__Given records__:
-*-

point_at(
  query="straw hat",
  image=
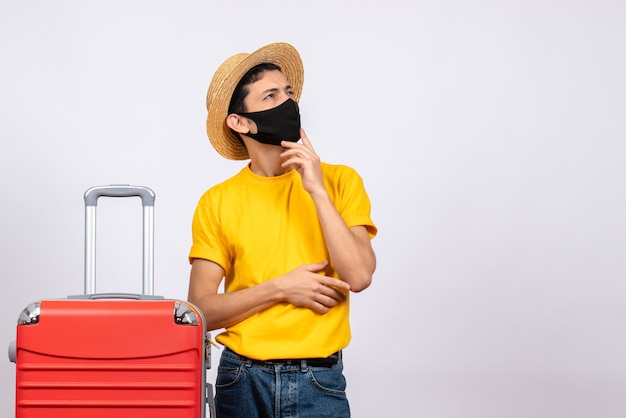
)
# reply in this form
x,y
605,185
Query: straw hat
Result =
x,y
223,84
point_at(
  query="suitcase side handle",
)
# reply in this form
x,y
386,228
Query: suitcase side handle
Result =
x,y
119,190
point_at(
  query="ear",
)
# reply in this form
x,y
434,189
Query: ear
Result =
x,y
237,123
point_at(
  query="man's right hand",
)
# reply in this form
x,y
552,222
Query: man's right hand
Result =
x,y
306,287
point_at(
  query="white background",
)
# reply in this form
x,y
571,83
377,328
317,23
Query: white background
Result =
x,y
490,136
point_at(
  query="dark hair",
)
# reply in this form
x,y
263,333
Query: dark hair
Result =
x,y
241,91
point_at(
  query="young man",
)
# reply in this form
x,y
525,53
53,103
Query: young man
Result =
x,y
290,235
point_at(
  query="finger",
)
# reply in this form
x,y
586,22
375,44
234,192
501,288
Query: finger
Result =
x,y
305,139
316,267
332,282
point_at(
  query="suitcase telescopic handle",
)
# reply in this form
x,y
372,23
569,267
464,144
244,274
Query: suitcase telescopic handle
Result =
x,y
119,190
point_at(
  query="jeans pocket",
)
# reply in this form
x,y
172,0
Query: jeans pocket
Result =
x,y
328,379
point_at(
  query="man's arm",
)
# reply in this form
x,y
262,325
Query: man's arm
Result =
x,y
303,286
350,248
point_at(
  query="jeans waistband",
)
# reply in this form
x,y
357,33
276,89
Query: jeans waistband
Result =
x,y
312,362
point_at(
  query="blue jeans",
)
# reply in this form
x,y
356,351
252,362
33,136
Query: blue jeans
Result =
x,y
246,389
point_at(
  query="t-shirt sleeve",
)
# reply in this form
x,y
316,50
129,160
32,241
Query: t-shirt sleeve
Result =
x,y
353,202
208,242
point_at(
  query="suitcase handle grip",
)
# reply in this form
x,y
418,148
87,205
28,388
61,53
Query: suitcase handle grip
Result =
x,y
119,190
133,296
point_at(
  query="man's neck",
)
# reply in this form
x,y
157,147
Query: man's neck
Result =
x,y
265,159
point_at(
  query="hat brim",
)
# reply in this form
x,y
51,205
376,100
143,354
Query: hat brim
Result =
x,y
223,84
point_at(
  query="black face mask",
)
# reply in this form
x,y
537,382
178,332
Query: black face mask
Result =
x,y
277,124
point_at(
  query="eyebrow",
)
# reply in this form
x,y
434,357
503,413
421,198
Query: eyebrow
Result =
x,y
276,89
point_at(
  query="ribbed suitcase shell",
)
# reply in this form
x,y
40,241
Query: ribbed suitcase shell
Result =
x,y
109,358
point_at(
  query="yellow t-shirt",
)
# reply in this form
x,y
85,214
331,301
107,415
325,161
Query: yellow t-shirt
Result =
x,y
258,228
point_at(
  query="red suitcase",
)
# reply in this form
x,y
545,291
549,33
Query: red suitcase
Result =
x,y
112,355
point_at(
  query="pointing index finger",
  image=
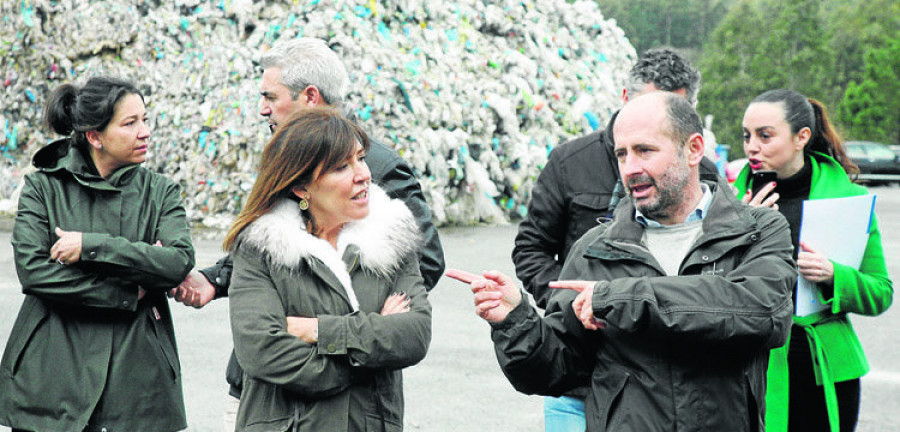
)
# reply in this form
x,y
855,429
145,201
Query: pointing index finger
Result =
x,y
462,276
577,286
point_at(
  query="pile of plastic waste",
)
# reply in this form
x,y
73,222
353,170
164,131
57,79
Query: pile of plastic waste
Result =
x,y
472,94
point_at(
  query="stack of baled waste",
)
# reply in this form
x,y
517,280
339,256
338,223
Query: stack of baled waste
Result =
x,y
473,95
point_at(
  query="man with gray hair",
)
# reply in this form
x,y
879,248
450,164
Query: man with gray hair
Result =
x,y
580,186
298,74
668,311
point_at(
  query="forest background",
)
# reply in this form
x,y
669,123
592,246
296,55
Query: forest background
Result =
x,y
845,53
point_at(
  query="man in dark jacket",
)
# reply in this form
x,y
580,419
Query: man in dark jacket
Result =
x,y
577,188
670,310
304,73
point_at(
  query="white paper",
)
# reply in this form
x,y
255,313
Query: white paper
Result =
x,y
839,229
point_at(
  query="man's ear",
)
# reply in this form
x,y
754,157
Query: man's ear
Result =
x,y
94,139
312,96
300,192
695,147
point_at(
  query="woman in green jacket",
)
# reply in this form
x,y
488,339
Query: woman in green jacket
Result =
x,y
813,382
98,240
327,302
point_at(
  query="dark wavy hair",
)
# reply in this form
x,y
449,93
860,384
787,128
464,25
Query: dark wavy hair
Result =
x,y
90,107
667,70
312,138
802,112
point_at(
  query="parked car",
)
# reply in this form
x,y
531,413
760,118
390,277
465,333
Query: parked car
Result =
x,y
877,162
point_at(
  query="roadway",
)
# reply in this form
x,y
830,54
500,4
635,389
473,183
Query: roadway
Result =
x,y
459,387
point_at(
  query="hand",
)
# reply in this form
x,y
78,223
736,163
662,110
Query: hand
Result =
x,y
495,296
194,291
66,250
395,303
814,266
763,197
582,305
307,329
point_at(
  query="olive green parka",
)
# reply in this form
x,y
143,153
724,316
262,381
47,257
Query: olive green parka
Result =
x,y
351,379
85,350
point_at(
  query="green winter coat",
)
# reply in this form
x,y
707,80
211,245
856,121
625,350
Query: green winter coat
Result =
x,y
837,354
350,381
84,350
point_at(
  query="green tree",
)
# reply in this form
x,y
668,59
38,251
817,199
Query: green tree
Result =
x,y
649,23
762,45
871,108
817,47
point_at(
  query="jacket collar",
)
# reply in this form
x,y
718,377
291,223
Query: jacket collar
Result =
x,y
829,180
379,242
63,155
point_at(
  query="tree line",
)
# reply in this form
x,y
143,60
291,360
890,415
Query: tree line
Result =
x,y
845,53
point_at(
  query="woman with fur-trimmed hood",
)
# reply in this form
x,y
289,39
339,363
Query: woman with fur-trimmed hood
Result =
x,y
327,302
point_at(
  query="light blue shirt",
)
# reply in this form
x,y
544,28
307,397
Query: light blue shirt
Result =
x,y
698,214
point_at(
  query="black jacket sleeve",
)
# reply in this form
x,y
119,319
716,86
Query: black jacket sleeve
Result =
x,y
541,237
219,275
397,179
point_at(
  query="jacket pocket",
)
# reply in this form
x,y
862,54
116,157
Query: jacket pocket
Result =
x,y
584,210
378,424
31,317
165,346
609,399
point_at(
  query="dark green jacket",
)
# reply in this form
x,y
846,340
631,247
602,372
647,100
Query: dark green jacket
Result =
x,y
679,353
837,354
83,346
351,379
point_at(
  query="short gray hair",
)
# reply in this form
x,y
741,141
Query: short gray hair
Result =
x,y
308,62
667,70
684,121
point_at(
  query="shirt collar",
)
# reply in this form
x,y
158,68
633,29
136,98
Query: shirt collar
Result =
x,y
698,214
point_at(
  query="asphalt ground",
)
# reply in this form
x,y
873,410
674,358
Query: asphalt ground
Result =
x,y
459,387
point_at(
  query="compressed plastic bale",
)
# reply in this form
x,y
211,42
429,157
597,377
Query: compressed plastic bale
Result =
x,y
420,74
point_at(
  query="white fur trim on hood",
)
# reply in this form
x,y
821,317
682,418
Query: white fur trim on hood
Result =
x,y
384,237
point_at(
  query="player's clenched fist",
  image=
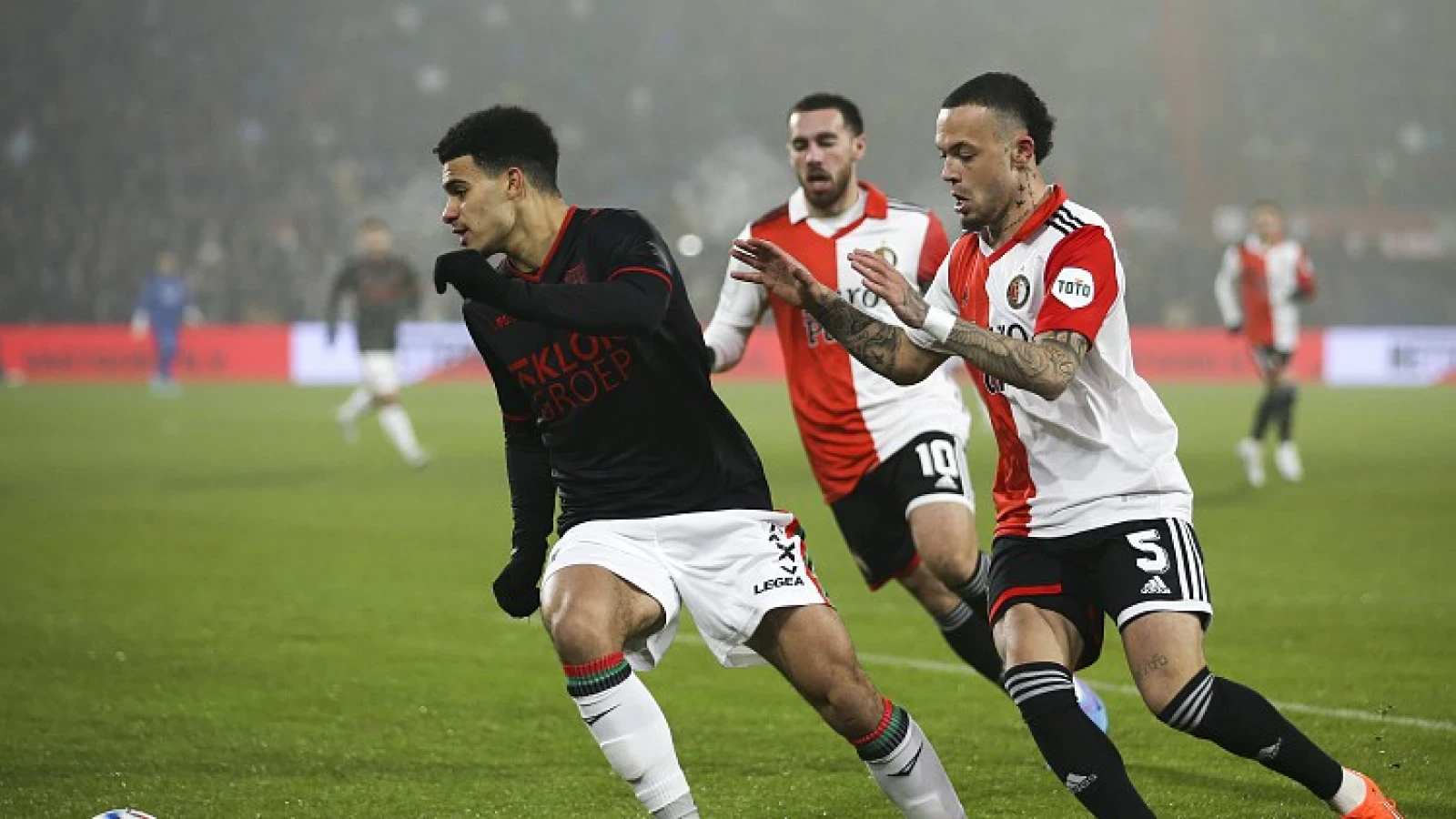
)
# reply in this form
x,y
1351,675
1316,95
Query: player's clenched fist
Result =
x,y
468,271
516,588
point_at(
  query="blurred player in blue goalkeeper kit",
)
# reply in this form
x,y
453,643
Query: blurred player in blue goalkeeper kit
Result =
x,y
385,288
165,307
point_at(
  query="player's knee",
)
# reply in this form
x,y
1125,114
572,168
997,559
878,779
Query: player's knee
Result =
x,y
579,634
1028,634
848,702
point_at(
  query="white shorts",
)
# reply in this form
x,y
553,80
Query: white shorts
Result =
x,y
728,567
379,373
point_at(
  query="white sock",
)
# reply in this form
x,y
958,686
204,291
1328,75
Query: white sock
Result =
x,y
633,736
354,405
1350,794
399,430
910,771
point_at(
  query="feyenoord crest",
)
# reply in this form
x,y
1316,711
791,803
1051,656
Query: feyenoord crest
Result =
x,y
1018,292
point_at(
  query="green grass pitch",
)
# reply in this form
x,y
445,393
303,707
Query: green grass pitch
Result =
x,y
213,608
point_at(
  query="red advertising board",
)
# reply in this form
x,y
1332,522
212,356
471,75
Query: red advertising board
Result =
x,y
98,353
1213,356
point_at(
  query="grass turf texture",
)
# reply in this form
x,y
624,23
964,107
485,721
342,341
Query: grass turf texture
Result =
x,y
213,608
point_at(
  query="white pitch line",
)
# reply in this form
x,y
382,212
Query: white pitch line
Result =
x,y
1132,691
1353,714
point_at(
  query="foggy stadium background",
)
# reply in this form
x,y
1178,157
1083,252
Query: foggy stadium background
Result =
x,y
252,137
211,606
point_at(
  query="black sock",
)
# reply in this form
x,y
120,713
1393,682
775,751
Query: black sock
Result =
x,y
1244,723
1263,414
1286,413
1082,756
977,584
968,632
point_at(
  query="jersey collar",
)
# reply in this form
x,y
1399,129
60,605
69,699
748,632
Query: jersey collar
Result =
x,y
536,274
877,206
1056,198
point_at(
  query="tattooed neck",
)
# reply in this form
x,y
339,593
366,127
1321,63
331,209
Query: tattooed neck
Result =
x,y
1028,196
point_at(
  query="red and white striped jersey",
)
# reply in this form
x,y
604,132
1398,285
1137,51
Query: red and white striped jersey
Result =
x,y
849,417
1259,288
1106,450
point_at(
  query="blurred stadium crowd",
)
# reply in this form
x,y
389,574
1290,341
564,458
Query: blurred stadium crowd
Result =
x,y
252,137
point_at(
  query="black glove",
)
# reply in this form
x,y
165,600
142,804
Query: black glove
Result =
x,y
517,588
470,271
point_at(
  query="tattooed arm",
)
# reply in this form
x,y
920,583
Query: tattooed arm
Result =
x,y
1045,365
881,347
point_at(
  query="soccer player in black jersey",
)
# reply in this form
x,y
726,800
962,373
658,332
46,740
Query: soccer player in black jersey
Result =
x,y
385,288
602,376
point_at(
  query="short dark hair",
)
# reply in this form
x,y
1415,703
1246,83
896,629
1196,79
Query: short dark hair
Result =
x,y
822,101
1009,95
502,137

-*-

__Task details__: From the listing above, extract every line that contains the string "fist", matching case exactly.

__Complete answer__:
  query="player's clenched fist",
Query: player's clenched fist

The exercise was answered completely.